-- Texte de lecture --
»»
Umberto Giordano, Gianna Pederzini et Galliano Masini lors d’une
représentation de Fedora à La Scala, 1941; © DR

En 1897, Sardou ne peut plus décliner la proposition d’un compositeur unanimement célébré, et il autorise la transposition de son ouvrage pour la scène lyrique. Giordano compose Fedora avec le souhait de mettre en valeur la grande soprano et actrice Gemma Bellincioni (1864-1950), véritable égérie du « vérisme ». L’opéra est créé le 17 novembre 1898 au Teatro Lirico de Milan. Le succès est immédiat. Sans doute doit-il beaucoup à la présence d’un jeune ténor promis à un bel avenir, un certain Enrico Caruso (1873-1921), qui connaît là son premier grand triomphe en créant le rôle de Loris. Fedora part rapidement à la conquête de toute l’Italie et poursuit sa marche triomphale en Argentine, en Allemagne, en France, et aux Etats-Unis. A Vienne en 1900, c’est Gustav Mahler lui-même qui dirige l’irrésistible Fedora.

Malheureusement le courant vériste commence à s’épuiser. Mascagni, Leoncavallo et Cilea, ses trois compositeurs emblématiques, sont les hommes d’un seul chef-d’œuvre. Giordano n’échappera pas à la règle. Après le succès de Fedora, qui va peu à peu disparaître du répertoire, Giordano compose encore six opéras mais ces nouvelles créations ne parviennent pas à ranimer la flamme : Siberia (1903), Marcella (1907), Mese Mariano (1910), La cena delle beffe (1924), Il Re (1929) sont aujourd’hui à peine mentionnés. Il Re suscite même un commentaire peu flatteur, révélateur de la fin de la carrière de Giordano : l’opéra est jugé « honnête » et ayant « tout pour être admiré, mais bien peu pour émouvoir ».

Madame Sans-Gêne, adapté de la pièce de Victorien Sardou, sera créé avec succès le 25 janvier 1925 au Metropolitan Opera de New-York sous la direction d’Arturo Toscanini. Bien que l’œuvre soit assez séduisante, elle est devenue elle aussi très rare. On peut encore évoquer pour mémoire Giove a Pompei (1921).

Un sillon lumineux

Il ne restait plus à Umberto Giordano qu’à jouir des plaisirs d’une retraite paisible et aisée. Le développement des nouvelles techniques d’enregistrement aura été sa dernière passion et il a participé à la fondation de la Discothèque nationale italienne. En 1940, Giordano perd sa femme. Il se remariera deux ans plus tard. En 1944, il est sollicité pour la commémoration du vingtième anniversaire de la mort de Puccini qui a lieu au Teatro Lirico, car la Scala n’est plus accessible après le bombardement de 1943. L’année suivante, en 1945, Giordano est profondément affecté par le silence qui entoure la mort de Mascagni, accusé de compromission avec le régime fasciste.
««
-- Extrait de données --
»»
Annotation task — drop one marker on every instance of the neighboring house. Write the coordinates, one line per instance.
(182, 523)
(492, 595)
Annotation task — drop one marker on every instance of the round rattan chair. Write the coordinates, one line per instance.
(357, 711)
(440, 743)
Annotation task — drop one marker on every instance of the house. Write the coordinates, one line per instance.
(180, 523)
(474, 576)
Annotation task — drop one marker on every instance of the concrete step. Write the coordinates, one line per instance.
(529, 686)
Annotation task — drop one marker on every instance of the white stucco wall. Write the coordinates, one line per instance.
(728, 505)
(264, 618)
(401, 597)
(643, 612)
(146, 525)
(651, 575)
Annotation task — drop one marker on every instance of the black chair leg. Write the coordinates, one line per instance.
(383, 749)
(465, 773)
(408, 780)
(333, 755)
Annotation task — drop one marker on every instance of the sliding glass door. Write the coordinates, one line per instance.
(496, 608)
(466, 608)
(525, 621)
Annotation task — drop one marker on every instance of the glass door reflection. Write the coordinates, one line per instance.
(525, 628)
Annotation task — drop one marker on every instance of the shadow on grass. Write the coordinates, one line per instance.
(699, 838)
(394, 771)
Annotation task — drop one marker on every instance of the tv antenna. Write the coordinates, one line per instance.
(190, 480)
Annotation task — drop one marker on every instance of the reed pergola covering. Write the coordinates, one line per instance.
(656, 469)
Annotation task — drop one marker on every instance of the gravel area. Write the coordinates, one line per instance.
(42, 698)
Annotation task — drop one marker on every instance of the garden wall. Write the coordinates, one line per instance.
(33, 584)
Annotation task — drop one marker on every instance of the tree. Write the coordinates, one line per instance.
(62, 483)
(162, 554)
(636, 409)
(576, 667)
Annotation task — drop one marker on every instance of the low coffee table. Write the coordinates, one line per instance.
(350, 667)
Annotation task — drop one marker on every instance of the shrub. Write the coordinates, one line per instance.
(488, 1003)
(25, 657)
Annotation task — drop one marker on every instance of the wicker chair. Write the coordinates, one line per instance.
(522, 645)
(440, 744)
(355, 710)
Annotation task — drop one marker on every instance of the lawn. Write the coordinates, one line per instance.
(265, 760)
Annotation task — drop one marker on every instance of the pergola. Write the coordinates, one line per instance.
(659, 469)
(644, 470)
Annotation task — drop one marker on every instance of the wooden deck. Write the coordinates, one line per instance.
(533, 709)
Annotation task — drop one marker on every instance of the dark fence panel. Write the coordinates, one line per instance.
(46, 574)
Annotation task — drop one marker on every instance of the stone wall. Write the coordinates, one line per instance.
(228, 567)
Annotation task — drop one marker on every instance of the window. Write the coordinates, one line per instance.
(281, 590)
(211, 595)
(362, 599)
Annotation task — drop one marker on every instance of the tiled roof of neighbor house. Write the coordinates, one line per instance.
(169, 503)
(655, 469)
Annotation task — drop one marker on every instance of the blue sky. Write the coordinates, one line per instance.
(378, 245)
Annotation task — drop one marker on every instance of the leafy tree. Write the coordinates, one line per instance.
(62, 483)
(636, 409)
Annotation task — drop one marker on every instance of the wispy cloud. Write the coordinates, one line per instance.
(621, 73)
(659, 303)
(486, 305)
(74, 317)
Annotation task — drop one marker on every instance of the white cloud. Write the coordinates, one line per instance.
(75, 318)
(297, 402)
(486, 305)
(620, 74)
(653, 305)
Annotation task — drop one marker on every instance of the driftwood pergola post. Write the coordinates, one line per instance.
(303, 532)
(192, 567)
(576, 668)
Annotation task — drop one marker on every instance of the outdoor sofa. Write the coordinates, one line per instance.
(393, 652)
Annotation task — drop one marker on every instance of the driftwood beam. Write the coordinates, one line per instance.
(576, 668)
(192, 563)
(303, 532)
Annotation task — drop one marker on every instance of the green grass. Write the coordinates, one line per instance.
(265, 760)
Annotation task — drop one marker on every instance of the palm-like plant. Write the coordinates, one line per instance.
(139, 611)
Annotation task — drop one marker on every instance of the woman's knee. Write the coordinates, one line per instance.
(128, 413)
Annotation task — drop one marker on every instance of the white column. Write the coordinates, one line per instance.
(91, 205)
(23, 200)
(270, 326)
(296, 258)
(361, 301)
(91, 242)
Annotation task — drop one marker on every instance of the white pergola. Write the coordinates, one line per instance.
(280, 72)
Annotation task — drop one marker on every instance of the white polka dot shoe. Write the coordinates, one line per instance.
««
-- Consigne 1 --
Dans le texte de lecture, relevez les opéras composés par Giordano après Fedora qui sont qualifiés d'« à peine mentionnés » aujourd'hui. Donnez pour chacun son année.
-- Consigne 2 --
Réécrivez le passage du texte de lecture qui s'ouvre sur les mots « Un sillon lumineux » et se ferme sur « le régime fasciste. », en remplaçant « sa femme » par « son épouse ».

-- Réponse 1 --
Siberia (1903), Marcella (1907), Mese Mariano (1910), La cena delle beffe (1924), Il Re (1929)

-- Réponse 2 --
Un sillon lumineux

Il ne restait plus à Umberto Giordano qu’à jouir des plaisirs d’une retraite paisible et aisée. Le développement des nouvelles techniques d’enregistrement aura été sa dernière passion et il a participé à la fondation de la Discothèque nationale italienne. En 1940, Giordano perd son épouse. Il se remariera deux ans plus tard. En 1944, il est sollicité pour la commémoration du vingtième anniversaire de la mort de Puccini qui a lieu au Teatro Lirico, car la Scala n’est plus accessible après le bombardement de 1943. L’année suivante, en 1945, Giordano est profondément affecté par le silence qui entoure la mort de Mascagni, accusé de compromission avec le régime fasciste.